WHAT IS ASKED
Every record should be copied exactly, except that pictures are to be omitted.

(Image point annotation entries)
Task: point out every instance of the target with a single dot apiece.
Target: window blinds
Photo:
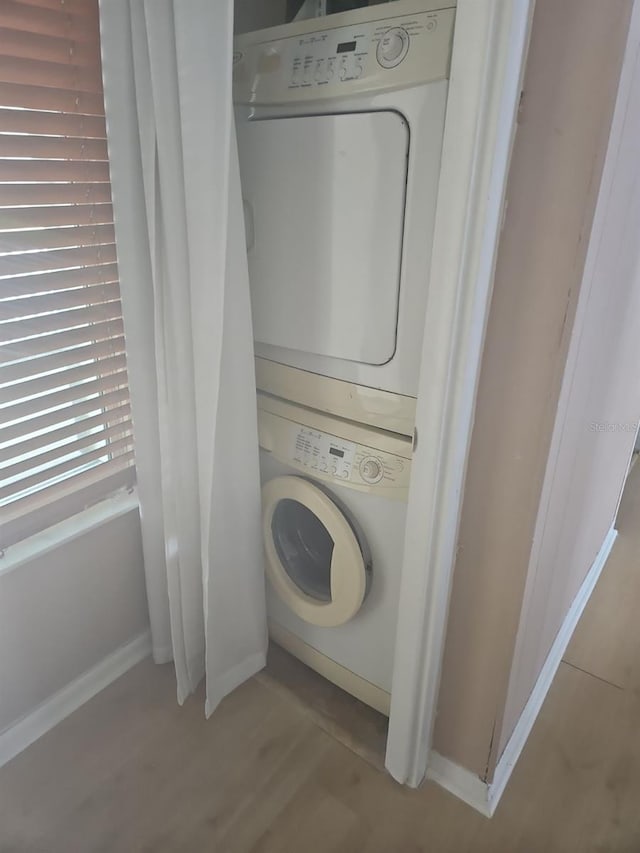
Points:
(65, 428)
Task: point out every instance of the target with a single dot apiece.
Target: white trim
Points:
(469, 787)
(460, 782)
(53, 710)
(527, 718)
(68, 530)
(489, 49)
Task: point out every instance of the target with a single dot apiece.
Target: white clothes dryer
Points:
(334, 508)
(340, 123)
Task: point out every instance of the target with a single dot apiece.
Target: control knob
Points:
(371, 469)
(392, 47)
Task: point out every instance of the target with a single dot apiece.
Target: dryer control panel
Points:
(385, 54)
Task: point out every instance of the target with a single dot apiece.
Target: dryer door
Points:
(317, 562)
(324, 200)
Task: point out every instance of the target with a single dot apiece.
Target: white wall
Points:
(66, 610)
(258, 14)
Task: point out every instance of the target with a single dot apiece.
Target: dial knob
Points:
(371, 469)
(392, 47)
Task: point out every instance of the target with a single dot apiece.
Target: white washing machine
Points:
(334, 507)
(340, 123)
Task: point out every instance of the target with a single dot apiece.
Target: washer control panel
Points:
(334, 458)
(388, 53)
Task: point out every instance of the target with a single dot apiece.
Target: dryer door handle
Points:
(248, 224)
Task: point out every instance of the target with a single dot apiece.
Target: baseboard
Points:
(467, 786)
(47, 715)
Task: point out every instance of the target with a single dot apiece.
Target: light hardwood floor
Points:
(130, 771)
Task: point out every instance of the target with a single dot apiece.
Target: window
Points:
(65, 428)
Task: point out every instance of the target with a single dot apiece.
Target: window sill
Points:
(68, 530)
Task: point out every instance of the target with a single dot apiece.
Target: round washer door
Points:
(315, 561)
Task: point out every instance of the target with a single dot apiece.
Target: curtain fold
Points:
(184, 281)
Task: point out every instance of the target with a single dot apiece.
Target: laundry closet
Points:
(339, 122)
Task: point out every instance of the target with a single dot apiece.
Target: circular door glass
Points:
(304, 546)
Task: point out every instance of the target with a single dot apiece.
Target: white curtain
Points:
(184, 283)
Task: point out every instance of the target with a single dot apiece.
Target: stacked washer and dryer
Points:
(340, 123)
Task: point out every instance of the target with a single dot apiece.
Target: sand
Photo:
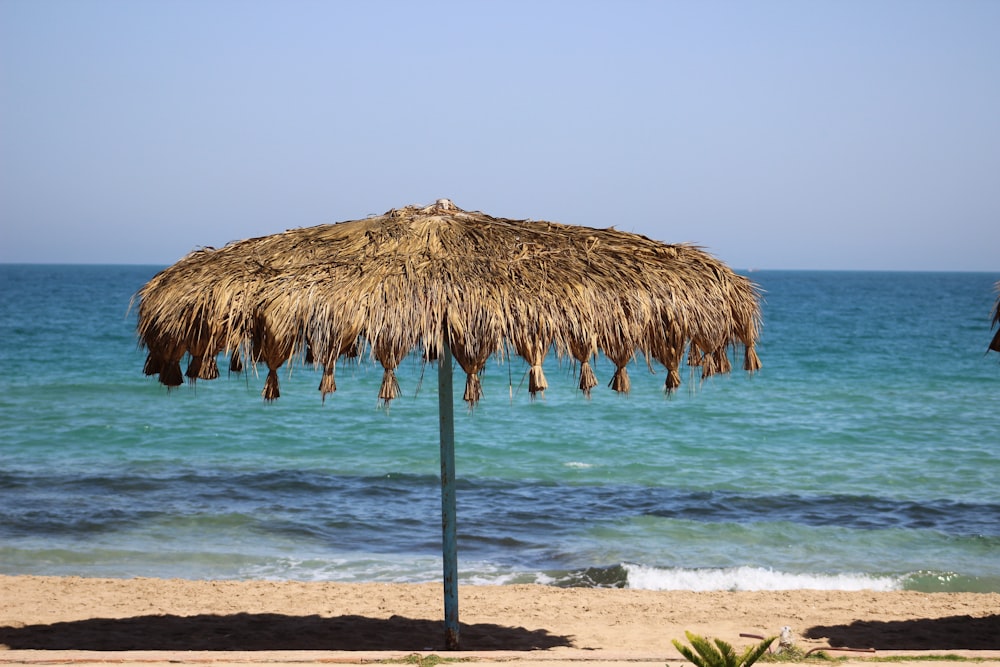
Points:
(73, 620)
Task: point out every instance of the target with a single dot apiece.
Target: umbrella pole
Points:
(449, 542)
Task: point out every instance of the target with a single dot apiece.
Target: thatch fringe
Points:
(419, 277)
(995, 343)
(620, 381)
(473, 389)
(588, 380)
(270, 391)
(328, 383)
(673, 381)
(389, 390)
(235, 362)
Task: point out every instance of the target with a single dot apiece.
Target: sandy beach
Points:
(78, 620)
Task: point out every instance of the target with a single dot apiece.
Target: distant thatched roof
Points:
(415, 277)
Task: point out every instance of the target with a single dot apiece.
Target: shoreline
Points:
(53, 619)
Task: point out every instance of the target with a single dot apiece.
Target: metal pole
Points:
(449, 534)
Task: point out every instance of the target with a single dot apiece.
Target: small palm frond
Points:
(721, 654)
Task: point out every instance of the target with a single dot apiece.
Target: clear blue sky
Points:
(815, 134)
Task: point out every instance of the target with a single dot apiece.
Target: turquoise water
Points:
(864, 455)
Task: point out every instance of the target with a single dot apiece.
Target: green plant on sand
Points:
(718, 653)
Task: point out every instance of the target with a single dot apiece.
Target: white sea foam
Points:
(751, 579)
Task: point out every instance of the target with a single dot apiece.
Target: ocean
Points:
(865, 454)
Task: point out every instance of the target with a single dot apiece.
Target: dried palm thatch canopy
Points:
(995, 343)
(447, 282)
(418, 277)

RESPONSE
Task: point out every instance of the target with a single dot apiece.
Target: window blinds
Photo:
Points:
(65, 428)
Task: point out every instance of the target with a single dot apiece.
Target: white trim
Points:
(469, 787)
(460, 782)
(53, 710)
(527, 718)
(68, 530)
(489, 49)
Task: point out every instance of the target with a single dot apiece.
Target: white clothes dryer
Points:
(334, 508)
(340, 123)
Task: point out every instance of the target with a single dot apiece.
Target: control knob
Points:
(371, 469)
(392, 47)
Task: point out every instance of the target with a single dot apiece.
Target: dryer control panel
Points:
(385, 54)
Task: point out every instance of the target with a single dot apiece.
Target: dryer door
Points:
(317, 562)
(324, 200)
Task: point out every instance of the target with a single dot apiece.
Target: white wall
Points:
(66, 610)
(258, 14)
Task: point out every instance of the target with a single dot apiece.
Target: dial knob
Points:
(371, 469)
(392, 47)
Task: point out every instance of the target with a single dot apiece.
Target: white washing machine
Points:
(334, 507)
(340, 123)
Task: point out every instance of the target with a single dot apiece.
Target: washer control panel
Points:
(334, 458)
(388, 53)
Task: point out every instance of the target with a single dot apiece.
Target: dryer door handle
Points:
(248, 224)
Task: point out every instance of the target with a single dot apiece.
Target: baseboard
Points:
(467, 786)
(47, 715)
Task: point out every instance of the target with a single dot apiece.
Target: light hardwood floor
Points:
(130, 771)
Task: point out every instance of the target with a single dot apiece.
Target: window
Points:
(65, 428)
Task: point out every instance of the target with a single dot apiece.
Target: window sill
Points:
(68, 530)
Task: point out every instance of the target with a single dot apiece.
Target: round washer door
Points:
(315, 561)
Task: point out every instance of the target with a single dot apiece.
Target: curtain fold
Points:
(184, 281)
Task: point out every instance of the target with a single dot apiece.
Target: laundry closet
Points:
(339, 122)
Task: point out every instance of the target with a single dot apiece.
Target: circular door glass
Points:
(304, 546)
Task: point out every instance of the target with a single dot apiece.
Target: white curtain
Points:
(184, 283)
Task: point out every instance of the target with a single dot apiece.
Target: stacked washer and dryer
Points:
(340, 123)
Task: point out every instance of the target with a single dot apiece.
Target: sand
Photo:
Points:
(73, 620)
Task: point out every instance of the target with a single dot apiece.
Target: umbrella pole
Points:
(449, 542)
Task: point out every instance of the target with a single dot apiece.
Target: thatch fringe
Points:
(419, 277)
(995, 343)
(620, 381)
(473, 389)
(588, 380)
(270, 391)
(328, 383)
(673, 381)
(389, 390)
(235, 362)
Task: point out every instance of the target with a single dot apiece.
Target: sandy beach
Points:
(78, 620)
Task: point out every instance of the target with a single dot apiece.
Target: distant thatched roof
Points:
(415, 277)
Task: point out every instance of the target with a single dot apiece.
Target: shoreline
Points:
(53, 619)
Task: point out every instance of the target with a single dot apiece.
Target: metal pole
Points:
(449, 534)
Task: point out every instance of the target with a single dot apiece.
Target: small palm frond
Points:
(721, 654)
Task: point out every instance of the target with a single dot apiece.
Target: clear blue sky
Points:
(815, 134)
Task: point out every instance of the target with a single dot apiece.
Target: turquoise water
Points:
(864, 455)
Task: point out every instance of the target with a single dot apiece.
Target: green plant on sand
Points:
(718, 653)
Task: point out every instance of the target with a single dot apiece.
Target: white sea foam
Points:
(751, 579)
Task: point out every instance of the target with a single dot apiece.
Target: ocean
Points:
(865, 454)
Task: point out every instance of the target with a single dot apiece.
Target: dried palm thatch canopy
Points:
(995, 343)
(447, 282)
(418, 277)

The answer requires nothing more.